* OBJECTIVE *
Copy out all the records exactly.

* INPUT ROWS *
* BEGIN *

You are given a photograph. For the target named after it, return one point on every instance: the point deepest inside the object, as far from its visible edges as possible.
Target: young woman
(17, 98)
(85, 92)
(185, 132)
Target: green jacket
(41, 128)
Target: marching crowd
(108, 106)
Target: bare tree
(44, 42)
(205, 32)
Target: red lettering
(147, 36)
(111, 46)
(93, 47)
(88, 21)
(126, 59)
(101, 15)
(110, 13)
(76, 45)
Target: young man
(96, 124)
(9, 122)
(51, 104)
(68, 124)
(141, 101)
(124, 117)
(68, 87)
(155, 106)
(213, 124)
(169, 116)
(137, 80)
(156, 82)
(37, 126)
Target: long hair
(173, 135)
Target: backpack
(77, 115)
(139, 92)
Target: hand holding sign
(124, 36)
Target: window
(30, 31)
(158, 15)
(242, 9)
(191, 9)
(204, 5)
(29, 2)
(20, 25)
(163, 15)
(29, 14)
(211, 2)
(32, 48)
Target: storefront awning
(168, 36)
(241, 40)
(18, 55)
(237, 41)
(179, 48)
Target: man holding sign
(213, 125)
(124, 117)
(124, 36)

* END *

* FINISHED TASK *
You are given a photograph. For the target named after it, return one point on every instance: the point deepest inside the object, as far from its visible edges as possible.
Target: young woman
(17, 98)
(85, 92)
(185, 132)
Target: green jacket
(41, 128)
Target: marching crowd
(108, 106)
Target: bare tree
(44, 42)
(205, 32)
Target: red lettering
(147, 36)
(111, 46)
(93, 47)
(88, 21)
(126, 59)
(101, 15)
(110, 13)
(76, 45)
Target: young man
(96, 124)
(9, 122)
(51, 104)
(68, 124)
(141, 101)
(124, 117)
(68, 87)
(155, 106)
(213, 124)
(169, 116)
(137, 80)
(156, 82)
(37, 126)
Target: long hair
(173, 135)
Target: backpack
(77, 115)
(139, 92)
Target: hand holding sign
(124, 36)
Target: window
(30, 31)
(158, 15)
(242, 9)
(191, 9)
(204, 5)
(29, 2)
(20, 25)
(163, 15)
(29, 14)
(211, 2)
(32, 48)
Target: storefront awning
(168, 36)
(241, 40)
(18, 55)
(237, 41)
(179, 48)
Target: man holding sign
(213, 125)
(124, 117)
(124, 36)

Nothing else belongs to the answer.